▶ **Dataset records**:
------------------------------------------------

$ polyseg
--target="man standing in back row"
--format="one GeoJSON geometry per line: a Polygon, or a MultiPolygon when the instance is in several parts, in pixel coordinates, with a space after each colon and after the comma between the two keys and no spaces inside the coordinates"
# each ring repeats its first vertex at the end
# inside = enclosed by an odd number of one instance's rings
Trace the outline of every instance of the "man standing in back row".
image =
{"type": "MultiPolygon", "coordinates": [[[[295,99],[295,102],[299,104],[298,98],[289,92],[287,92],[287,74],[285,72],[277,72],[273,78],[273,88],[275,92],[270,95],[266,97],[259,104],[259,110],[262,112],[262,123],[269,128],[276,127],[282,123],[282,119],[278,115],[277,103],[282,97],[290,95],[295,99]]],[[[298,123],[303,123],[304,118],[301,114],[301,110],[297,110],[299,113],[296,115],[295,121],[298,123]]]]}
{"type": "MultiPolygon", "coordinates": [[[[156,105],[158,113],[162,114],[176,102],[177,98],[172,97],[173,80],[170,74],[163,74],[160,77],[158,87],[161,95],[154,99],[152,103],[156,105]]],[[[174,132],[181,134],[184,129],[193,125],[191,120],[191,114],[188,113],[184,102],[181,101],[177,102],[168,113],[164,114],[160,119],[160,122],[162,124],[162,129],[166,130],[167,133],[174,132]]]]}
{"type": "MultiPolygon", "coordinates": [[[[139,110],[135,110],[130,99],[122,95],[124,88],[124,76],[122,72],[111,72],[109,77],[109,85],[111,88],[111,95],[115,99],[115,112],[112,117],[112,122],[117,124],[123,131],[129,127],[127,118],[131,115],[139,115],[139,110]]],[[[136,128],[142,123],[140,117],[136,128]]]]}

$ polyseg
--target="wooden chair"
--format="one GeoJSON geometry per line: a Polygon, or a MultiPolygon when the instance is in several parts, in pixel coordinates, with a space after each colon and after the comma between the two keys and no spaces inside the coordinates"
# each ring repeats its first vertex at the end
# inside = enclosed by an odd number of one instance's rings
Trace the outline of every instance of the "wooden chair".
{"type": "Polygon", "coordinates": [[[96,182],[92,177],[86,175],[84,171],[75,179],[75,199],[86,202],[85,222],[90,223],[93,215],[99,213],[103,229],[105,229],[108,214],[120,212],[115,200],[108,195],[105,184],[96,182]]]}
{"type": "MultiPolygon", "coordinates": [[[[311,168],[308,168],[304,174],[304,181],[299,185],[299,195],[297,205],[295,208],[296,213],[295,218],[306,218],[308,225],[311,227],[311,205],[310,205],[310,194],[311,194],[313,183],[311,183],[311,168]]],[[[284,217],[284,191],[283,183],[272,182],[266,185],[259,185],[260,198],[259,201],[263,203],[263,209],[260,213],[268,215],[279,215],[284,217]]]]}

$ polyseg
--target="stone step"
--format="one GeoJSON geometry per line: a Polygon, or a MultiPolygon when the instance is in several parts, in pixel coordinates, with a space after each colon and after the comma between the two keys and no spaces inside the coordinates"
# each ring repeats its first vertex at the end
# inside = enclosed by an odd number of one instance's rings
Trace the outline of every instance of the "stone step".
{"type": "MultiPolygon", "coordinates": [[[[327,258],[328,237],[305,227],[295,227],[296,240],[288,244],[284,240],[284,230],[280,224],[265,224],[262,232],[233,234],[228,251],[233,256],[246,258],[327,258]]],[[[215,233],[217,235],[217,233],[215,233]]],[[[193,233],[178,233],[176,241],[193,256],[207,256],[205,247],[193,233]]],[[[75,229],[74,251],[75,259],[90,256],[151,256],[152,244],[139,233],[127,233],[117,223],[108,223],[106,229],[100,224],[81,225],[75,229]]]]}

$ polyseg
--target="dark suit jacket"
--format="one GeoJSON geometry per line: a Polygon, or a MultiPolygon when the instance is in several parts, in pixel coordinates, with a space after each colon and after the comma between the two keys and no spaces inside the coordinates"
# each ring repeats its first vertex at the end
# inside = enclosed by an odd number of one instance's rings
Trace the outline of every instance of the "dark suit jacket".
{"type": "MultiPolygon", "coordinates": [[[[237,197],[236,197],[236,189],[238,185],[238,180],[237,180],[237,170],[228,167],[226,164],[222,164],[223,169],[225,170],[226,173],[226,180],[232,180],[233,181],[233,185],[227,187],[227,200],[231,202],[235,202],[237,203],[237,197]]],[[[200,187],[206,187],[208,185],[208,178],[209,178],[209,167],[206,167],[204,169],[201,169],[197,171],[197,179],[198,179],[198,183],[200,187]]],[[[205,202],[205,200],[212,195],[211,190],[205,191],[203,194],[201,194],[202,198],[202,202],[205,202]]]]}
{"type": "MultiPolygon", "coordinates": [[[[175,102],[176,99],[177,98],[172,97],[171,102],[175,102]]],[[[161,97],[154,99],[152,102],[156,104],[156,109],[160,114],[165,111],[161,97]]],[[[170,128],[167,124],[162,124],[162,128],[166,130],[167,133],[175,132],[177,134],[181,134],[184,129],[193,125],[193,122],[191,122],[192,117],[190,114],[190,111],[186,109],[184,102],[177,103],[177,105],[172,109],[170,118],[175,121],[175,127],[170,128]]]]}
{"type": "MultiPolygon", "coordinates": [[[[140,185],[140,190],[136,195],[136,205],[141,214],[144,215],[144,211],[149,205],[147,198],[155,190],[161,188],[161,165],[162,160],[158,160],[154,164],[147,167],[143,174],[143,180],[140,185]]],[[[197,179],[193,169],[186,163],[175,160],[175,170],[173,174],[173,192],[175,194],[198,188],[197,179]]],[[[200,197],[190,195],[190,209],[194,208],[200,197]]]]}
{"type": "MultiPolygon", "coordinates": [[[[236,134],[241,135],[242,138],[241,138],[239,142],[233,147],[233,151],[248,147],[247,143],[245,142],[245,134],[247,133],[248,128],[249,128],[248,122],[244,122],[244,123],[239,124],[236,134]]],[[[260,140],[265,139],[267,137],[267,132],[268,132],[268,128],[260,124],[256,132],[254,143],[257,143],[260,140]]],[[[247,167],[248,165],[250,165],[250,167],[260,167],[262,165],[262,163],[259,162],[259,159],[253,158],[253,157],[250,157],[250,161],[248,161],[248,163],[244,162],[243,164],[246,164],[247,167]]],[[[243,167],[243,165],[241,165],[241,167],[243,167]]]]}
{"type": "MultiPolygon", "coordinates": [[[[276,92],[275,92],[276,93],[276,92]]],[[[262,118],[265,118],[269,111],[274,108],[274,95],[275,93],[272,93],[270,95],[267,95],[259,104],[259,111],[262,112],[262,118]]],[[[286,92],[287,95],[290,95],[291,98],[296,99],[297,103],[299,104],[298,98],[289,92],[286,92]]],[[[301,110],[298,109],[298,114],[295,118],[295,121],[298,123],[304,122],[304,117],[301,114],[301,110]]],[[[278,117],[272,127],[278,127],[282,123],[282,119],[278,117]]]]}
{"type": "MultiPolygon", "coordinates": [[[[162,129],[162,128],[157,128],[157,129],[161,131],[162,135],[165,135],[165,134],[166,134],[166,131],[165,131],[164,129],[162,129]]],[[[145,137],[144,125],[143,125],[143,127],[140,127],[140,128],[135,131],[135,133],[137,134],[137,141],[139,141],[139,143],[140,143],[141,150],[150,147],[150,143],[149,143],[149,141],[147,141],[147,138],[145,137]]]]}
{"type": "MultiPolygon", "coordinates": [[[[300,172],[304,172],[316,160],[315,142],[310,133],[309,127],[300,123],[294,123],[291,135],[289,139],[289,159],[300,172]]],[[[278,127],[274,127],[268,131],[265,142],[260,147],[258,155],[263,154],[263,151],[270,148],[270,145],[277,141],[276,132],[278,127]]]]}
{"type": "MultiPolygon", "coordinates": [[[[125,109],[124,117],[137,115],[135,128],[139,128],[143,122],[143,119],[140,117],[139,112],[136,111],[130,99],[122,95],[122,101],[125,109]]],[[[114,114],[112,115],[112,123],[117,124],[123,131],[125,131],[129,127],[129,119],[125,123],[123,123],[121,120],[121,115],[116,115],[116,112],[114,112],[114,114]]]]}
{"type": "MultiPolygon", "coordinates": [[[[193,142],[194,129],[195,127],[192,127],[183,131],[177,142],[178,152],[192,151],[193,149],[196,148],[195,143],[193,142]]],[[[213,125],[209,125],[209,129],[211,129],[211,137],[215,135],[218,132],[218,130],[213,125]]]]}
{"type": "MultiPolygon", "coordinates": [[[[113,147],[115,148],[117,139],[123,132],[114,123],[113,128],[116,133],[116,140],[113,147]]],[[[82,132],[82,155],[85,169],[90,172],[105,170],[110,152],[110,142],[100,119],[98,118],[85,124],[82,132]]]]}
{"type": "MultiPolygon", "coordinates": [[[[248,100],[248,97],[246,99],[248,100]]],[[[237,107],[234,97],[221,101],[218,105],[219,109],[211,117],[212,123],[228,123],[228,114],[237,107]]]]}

------------------------------------------------

Pick out every line of the records above that contains the string "step", and copy each one.

--target="stone step"
Trace the outline of every instance of the "stone step".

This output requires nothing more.